§ **Provided records**
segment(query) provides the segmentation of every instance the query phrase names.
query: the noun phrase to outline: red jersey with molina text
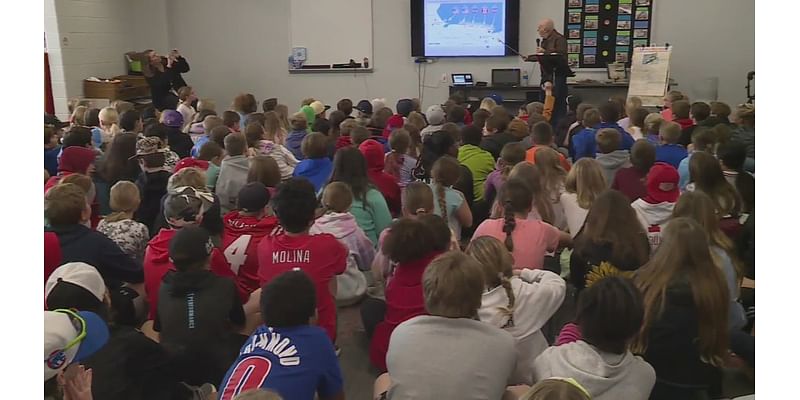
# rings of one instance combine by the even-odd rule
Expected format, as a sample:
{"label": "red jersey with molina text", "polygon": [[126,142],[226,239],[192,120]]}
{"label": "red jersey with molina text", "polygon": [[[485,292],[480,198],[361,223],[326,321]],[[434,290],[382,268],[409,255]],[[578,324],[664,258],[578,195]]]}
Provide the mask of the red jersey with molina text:
{"label": "red jersey with molina text", "polygon": [[261,219],[231,211],[222,218],[222,254],[243,293],[253,293],[258,284],[258,244],[278,226],[278,219]]}
{"label": "red jersey with molina text", "polygon": [[336,304],[330,290],[332,279],[347,268],[348,251],[333,235],[284,232],[269,235],[258,245],[258,277],[261,285],[276,276],[300,268],[314,282],[318,325],[336,340]]}

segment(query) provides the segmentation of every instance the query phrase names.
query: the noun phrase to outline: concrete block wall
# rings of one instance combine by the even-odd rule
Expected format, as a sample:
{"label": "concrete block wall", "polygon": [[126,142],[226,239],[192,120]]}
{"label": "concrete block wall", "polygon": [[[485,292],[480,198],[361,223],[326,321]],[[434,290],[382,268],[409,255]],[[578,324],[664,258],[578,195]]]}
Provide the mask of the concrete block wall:
{"label": "concrete block wall", "polygon": [[110,78],[127,69],[124,54],[167,50],[164,0],[45,0],[45,35],[56,114],[83,97],[83,80]]}

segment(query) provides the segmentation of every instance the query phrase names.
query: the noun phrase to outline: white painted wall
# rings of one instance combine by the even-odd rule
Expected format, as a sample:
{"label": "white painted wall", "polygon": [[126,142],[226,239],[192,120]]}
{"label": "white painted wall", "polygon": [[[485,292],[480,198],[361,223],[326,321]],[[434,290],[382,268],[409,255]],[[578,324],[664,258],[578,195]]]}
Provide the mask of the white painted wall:
{"label": "white painted wall", "polygon": [[163,0],[46,0],[47,36],[56,114],[67,100],[83,96],[83,80],[124,74],[124,54],[154,47],[167,50]]}
{"label": "white painted wall", "polygon": [[[56,23],[47,18],[47,3],[53,1]],[[77,42],[85,47],[66,53],[68,96],[80,93],[80,80],[87,76],[124,72],[122,53],[147,47],[159,51],[179,48],[191,66],[191,72],[185,74],[187,82],[201,97],[214,98],[222,106],[244,91],[259,100],[278,97],[291,108],[312,96],[330,104],[343,97],[386,97],[394,104],[399,98],[418,95],[417,65],[410,56],[408,0],[374,0],[375,72],[358,75],[287,72],[290,1],[47,0],[45,27],[50,21],[51,26],[74,36],[70,45]],[[655,0],[653,41],[674,46],[672,77],[678,81],[678,89],[691,98],[705,97],[702,92],[707,90],[700,89],[708,78],[716,77],[719,99],[731,104],[743,102],[745,76],[755,65],[754,12],[752,0]],[[75,15],[80,13],[91,17]],[[564,0],[522,0],[520,13],[520,50],[530,53],[535,48],[540,18],[551,17],[557,27],[563,26]],[[327,35],[331,46],[347,40],[325,26],[309,29]],[[92,46],[99,48],[95,51]],[[532,69],[531,79],[538,80],[535,65],[514,57],[440,59],[426,67],[425,84],[429,87],[423,102],[429,105],[446,99],[448,84],[440,82],[443,74],[449,79],[453,72],[472,72],[476,80],[488,81],[492,68],[513,67]],[[59,73],[57,68],[53,72],[54,76]],[[579,73],[581,78],[604,76]]]}
{"label": "white painted wall", "polygon": [[[331,104],[342,97],[386,97],[393,104],[398,98],[417,96],[407,0],[374,0],[375,72],[363,75],[289,75],[289,1],[170,0],[170,44],[180,48],[192,66],[187,82],[201,96],[216,98],[221,104],[241,91],[252,92],[258,99],[278,97],[291,106],[310,96]],[[744,100],[745,76],[755,65],[754,10],[752,0],[655,0],[653,41],[674,46],[672,76],[678,89],[697,98],[701,93],[694,88],[718,77],[721,100],[732,104]],[[520,13],[520,50],[530,53],[536,46],[540,18],[551,17],[557,27],[563,26],[564,0],[522,0]],[[236,23],[220,25],[222,15],[235,16]],[[313,28],[328,35],[331,46],[347,40],[324,26]],[[423,102],[446,99],[442,74],[449,80],[450,73],[472,72],[476,80],[488,81],[492,68],[509,67],[531,68],[532,79],[538,81],[538,68],[514,57],[440,59],[426,67],[425,83],[432,87],[425,89]],[[604,76],[579,73],[579,77]]]}

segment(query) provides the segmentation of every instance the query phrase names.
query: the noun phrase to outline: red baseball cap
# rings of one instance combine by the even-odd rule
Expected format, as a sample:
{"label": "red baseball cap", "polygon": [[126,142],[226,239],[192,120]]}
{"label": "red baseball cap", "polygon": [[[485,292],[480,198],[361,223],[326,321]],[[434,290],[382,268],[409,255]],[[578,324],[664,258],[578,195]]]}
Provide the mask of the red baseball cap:
{"label": "red baseball cap", "polygon": [[678,189],[680,175],[672,165],[657,162],[647,173],[647,197],[644,201],[650,204],[675,203],[681,195]]}
{"label": "red baseball cap", "polygon": [[197,168],[203,171],[208,169],[208,161],[206,160],[198,160],[196,158],[186,157],[178,161],[175,164],[175,173],[184,169],[184,168]]}

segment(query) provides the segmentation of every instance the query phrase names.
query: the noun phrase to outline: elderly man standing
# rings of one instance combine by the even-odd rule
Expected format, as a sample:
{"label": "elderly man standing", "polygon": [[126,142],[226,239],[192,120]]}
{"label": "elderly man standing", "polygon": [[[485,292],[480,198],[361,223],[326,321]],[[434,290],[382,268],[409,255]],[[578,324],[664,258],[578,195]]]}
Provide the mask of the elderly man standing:
{"label": "elderly man standing", "polygon": [[[540,59],[539,68],[542,75],[542,85],[548,81],[553,83],[553,94],[556,99],[550,122],[553,126],[556,126],[567,112],[567,77],[575,76],[575,73],[569,68],[569,63],[567,62],[567,39],[555,30],[553,20],[546,18],[539,21],[539,26],[536,30],[542,38],[541,41],[539,39],[536,40],[538,46],[536,52],[550,55],[547,58]],[[557,56],[553,56],[553,53],[556,53]],[[542,91],[542,101],[544,101],[544,91]]]}

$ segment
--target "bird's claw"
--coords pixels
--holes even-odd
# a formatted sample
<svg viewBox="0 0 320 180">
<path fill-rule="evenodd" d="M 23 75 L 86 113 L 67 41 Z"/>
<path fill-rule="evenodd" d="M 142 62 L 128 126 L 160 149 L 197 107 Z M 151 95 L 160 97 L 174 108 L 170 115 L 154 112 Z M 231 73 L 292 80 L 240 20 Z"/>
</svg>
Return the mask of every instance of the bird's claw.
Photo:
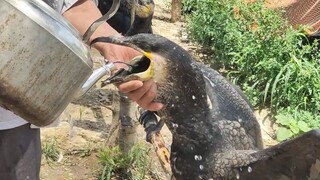
<svg viewBox="0 0 320 180">
<path fill-rule="evenodd" d="M 141 113 L 139 122 L 143 125 L 146 132 L 146 141 L 151 143 L 152 134 L 160 132 L 161 128 L 164 125 L 163 120 L 157 119 L 155 112 L 144 111 Z"/>
</svg>

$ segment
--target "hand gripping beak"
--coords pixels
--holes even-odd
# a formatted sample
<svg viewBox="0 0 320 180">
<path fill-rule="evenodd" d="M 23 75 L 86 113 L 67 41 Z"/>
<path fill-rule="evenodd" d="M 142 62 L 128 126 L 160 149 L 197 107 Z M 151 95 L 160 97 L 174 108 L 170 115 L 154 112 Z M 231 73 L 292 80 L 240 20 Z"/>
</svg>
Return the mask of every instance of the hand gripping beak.
<svg viewBox="0 0 320 180">
<path fill-rule="evenodd" d="M 120 84 L 131 80 L 146 81 L 151 79 L 154 75 L 154 63 L 151 60 L 150 53 L 145 53 L 144 56 L 137 56 L 126 65 L 128 66 L 128 69 L 119 69 L 115 74 L 102 82 L 101 86 Z"/>
</svg>

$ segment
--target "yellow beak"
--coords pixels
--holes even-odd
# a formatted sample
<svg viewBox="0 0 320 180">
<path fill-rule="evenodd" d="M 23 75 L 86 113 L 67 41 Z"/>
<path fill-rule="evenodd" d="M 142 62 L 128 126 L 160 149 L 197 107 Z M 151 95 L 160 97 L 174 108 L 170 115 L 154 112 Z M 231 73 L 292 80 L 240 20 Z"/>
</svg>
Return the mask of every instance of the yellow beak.
<svg viewBox="0 0 320 180">
<path fill-rule="evenodd" d="M 150 60 L 149 67 L 147 68 L 147 70 L 145 70 L 143 72 L 132 74 L 132 76 L 138 77 L 138 79 L 141 81 L 147 81 L 147 80 L 153 78 L 153 76 L 154 76 L 154 62 L 152 59 L 151 52 L 143 51 L 143 55 Z"/>
<path fill-rule="evenodd" d="M 140 76 L 142 81 L 146 81 L 146 80 L 151 79 L 154 75 L 154 62 L 152 59 L 151 52 L 144 52 L 143 54 L 150 60 L 150 65 L 149 65 L 148 69 L 146 71 L 142 72 L 142 74 L 141 74 L 142 76 Z"/>
</svg>

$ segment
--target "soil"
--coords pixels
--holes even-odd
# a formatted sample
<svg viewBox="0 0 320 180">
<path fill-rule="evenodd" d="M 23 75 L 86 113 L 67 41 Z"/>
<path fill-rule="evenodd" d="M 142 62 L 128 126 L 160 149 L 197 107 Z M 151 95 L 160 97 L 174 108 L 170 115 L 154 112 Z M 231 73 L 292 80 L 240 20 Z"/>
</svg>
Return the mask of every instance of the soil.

§ **Task objective**
Determine how many lines in the records include the string "outline". Only that number should be given.

§ **Exercise output**
5